_Dataset records_:
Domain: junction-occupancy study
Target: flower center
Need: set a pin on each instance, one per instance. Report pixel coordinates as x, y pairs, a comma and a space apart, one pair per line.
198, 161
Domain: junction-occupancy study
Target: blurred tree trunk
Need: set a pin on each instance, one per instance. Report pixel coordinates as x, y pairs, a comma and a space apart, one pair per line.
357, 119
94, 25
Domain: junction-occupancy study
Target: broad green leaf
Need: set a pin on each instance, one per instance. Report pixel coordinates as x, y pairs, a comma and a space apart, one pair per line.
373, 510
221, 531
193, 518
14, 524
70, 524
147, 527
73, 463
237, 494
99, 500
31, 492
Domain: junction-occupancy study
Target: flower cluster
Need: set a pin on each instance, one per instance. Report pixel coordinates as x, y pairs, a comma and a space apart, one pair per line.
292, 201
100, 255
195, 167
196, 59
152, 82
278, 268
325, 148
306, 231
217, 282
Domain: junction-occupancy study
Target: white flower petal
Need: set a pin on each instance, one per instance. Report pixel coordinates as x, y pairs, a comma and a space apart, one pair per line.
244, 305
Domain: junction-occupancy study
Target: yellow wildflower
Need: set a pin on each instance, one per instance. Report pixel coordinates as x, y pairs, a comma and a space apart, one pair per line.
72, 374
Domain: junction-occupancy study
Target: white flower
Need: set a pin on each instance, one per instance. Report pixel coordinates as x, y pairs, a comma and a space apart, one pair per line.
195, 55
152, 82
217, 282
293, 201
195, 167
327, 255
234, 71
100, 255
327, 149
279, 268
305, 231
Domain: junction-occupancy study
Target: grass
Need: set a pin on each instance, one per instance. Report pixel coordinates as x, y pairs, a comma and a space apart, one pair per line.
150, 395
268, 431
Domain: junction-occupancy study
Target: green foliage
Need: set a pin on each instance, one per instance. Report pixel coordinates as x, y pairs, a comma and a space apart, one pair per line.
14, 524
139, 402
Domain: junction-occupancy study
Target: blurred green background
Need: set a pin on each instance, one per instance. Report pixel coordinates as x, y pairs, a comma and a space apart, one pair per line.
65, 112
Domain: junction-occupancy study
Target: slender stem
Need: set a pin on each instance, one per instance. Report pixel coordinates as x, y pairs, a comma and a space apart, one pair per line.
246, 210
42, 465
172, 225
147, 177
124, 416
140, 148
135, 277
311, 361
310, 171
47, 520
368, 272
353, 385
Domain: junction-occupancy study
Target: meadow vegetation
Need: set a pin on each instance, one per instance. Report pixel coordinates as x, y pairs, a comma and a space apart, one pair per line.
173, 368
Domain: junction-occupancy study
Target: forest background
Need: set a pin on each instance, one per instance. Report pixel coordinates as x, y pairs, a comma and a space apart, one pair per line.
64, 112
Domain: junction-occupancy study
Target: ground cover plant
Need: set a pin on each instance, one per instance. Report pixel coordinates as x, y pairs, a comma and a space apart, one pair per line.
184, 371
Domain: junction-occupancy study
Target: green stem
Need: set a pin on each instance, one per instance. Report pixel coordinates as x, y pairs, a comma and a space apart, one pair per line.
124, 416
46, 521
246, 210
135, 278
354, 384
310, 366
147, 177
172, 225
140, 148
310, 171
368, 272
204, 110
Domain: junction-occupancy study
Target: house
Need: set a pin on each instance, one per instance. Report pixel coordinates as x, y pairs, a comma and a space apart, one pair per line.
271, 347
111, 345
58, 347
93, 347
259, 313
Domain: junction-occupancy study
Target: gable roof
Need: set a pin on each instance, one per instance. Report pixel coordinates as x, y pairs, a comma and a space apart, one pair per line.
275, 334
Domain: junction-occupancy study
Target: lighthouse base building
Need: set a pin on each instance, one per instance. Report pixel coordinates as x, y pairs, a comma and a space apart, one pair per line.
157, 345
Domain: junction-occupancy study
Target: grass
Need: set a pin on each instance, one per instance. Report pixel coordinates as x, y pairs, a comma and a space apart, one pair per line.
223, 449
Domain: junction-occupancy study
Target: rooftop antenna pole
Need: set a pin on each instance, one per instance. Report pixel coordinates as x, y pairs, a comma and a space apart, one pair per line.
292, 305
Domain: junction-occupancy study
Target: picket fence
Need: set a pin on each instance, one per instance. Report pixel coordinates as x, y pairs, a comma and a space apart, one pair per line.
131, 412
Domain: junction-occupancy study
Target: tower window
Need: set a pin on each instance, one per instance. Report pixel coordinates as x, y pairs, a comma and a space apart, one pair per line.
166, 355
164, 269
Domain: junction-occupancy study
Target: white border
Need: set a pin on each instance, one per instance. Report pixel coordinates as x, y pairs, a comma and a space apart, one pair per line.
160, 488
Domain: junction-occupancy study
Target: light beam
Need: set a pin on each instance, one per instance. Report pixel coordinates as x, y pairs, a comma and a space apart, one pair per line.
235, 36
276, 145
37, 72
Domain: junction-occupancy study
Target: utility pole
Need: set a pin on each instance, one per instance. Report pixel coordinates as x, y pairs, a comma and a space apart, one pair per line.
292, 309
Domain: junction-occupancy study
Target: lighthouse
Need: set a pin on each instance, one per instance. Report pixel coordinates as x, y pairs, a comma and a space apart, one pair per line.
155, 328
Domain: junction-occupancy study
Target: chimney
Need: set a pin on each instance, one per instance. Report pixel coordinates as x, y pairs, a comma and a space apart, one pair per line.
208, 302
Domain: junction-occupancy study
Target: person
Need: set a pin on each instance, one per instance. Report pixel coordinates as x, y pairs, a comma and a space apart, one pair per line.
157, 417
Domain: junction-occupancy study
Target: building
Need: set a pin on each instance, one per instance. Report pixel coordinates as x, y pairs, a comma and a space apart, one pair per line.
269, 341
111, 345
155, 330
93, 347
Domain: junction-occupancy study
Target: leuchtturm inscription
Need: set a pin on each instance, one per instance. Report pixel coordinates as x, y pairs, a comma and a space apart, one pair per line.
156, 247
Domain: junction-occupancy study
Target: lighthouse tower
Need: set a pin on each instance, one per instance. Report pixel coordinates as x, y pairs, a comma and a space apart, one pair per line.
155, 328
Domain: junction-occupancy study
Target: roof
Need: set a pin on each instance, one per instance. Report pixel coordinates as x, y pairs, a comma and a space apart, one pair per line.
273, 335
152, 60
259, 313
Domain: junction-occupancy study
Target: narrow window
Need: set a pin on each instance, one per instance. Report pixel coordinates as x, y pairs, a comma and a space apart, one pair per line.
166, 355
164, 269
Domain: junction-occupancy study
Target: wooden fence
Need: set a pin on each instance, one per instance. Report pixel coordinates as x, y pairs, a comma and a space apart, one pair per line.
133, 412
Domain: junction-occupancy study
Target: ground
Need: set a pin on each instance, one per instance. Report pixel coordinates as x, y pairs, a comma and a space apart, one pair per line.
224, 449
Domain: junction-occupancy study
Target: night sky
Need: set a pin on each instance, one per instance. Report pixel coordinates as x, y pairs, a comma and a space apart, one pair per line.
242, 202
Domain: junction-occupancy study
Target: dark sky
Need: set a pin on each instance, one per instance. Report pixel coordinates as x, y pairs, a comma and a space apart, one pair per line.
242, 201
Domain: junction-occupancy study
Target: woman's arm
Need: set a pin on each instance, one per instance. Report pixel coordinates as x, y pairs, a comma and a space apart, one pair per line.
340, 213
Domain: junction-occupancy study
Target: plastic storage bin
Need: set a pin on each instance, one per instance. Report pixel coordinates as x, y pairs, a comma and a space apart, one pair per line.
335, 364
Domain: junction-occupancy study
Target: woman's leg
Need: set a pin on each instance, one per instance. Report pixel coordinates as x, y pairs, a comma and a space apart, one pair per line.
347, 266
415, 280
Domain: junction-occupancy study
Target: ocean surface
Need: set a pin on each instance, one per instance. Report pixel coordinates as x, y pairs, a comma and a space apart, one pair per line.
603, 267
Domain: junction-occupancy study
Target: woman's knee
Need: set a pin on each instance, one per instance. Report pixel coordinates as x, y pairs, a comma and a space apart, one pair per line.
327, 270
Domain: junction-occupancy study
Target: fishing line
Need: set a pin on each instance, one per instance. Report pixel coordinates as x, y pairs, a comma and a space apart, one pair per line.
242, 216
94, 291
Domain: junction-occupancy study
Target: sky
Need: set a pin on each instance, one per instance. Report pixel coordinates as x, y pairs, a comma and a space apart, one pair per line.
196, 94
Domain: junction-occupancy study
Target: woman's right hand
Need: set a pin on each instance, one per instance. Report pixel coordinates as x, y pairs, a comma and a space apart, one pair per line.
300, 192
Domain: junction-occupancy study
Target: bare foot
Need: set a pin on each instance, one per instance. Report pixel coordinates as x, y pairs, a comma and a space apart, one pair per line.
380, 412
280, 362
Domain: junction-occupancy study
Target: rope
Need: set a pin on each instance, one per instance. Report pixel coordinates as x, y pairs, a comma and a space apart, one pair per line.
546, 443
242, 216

_Required action_:
Check each line of the records for the word "building" and extract those that contain it.

_Exercise response_:
Target: lighthouse base building
Target: building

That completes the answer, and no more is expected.